Trecho para leitura
#####

Em 25 de outubro último, Abdel Fattah al-Burhan declarou estado de emergência e encabeçou a deposição do governo em uma medida que provocou amplas condenações internacionais.

“Um acordo político foi alcançado entre o general Burhan, Abdalla Hamdok, forças políticas e organizações da sociedade civil para o retorno de Hamdok ao seu cargo e a libertação de presos políticos”, disse à AFP Fadlallah Burma, chefe do maior partido político do país, o Umma.

A declaração abriu as portas para que o Sudão, país do nordeste da África, possa retornar ao processo de transição rumo à democracia plena que começou após protestos em massa que se seguiram à derrubada do presidente Omar al-Bashir em 2019.

Um grupo de mediadores sudaneses, incluindo políticos, acadêmicos e jornalistas que estiveram em negociações sobre a crise nas últimas semanas, registraram que o acordo foi alcançado após conversas entre facções políticas, grupos de ex-rebeldes e figuras militares.

O retorno de Hamdok, um economista que trabalhou para as Nações Unidas e organizações africanas, tem sido uma das principais demandas da comunidade internacional.

Enquanto o acordo era anunciado, organizações civis e políticas pró-democracia se preparavam para mais um protesto para denunciar o golpe e a repressão que se seguiu, em que médicos dizem que 16 pessoas foram mortas apenas na quarta-feira (17).

Os manifestantes, marchando na capital sudanesa Cartum e nas cidades de Bahri e Omdurman, exigiram uma entrega total do poder às autoridades civis e que os líderes do golpe de 25 de outubro fossem julgados.

#####

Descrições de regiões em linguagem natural
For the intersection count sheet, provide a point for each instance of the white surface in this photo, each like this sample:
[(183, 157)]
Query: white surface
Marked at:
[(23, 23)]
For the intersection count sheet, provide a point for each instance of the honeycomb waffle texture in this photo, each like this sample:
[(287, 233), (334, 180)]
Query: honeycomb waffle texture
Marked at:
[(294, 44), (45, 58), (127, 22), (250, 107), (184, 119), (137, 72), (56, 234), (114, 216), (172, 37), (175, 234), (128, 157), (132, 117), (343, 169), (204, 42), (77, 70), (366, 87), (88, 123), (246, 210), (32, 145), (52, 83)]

#####

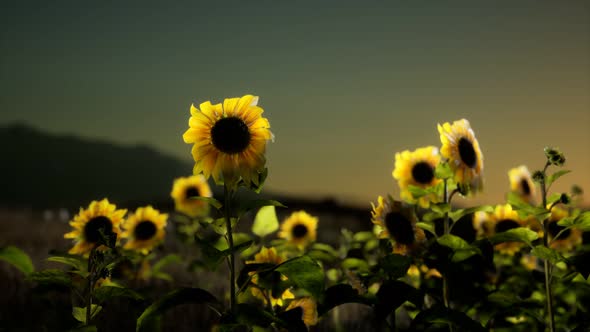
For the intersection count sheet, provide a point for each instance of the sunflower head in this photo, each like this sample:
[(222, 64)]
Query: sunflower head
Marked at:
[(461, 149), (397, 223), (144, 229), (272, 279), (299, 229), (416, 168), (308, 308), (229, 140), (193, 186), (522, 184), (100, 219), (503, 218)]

#####

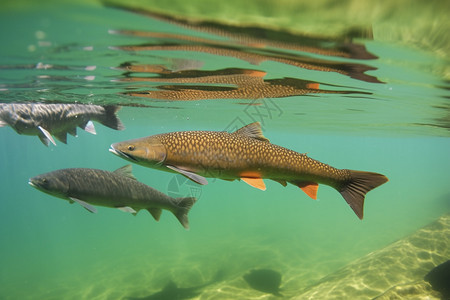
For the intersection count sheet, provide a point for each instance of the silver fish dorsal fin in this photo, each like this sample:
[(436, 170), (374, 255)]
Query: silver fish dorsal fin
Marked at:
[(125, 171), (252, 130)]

#####

Instruções
1 > Indique se cada afirmação está de acordo com o trecho sobre o acordo no Sudão, respondendo sim ou não e citando as palavras do texto que decidem: (a) o acordo prevê a libertação de presos políticos; (b) os manifestantes marcharam somente em Cartum; (c) Hamdok é um economista que trabalhou para as Nações Unidas.
2 > Reproduza sem alterações o trecho sobre o acordo no Sudão, tudo desde "Em 25 de outubro" até "amplas condenações internacionais.".
Os registros constituem um material à parte.

Exercícios resolvidos
1 >
(a) Sim: "a libertação de presos políticos".
(b) Não: "marchando na capital sudanesa Cartum e nas cidades de Bahri e Omdurman".
(c) Sim: "um economista que trabalhou para as Nações Unidas e organizações africanas".

2 >
Em 25 de outubro último, Abdel Fattah al-Burhan declarou estado de emergência e encabeçou a deposição do governo em uma medida que provocou amplas condenações internacionais.